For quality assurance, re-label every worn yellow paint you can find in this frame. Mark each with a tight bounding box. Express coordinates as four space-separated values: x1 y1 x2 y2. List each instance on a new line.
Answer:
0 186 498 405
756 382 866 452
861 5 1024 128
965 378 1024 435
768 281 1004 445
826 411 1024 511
==
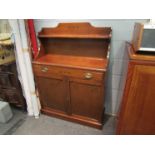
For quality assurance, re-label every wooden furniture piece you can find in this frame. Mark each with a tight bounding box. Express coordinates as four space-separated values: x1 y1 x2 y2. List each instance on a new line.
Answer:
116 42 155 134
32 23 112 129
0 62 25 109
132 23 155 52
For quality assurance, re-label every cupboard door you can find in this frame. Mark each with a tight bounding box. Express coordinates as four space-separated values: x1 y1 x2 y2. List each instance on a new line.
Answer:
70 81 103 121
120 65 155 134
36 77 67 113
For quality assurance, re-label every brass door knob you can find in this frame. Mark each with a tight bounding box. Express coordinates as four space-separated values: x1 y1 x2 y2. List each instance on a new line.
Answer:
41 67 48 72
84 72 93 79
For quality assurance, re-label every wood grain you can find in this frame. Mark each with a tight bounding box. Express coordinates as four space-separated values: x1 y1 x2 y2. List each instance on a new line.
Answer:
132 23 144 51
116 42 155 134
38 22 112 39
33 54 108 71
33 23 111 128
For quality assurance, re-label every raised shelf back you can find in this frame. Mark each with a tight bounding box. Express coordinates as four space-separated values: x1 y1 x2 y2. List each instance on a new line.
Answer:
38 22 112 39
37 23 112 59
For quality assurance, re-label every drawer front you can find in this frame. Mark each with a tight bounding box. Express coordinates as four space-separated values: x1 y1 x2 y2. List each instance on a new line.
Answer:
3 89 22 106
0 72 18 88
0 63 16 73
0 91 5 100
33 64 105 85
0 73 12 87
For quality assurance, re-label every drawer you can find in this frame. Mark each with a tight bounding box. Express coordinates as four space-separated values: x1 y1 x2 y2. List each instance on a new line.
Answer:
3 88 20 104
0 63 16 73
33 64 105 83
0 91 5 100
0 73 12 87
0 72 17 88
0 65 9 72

**DESCRIPTION OF THE TASK**
Lines containing the word "door" are to be located in the entries and copied.

**RESULT OF THIS EXERCISE**
For quality assurance, re-label every cupboard door you can find in this frame. Mark each with a tight bounding box. Express coordinates as four space-separated values: x1 y1 x2 y2. List each instance on a new line.
For quality assurance, re-label every brass door knob you can find in this frame. Mark each with a tight bounding box. Express coordinates as four space-separated values: x1 y1 x2 y2. List each instance on a new line.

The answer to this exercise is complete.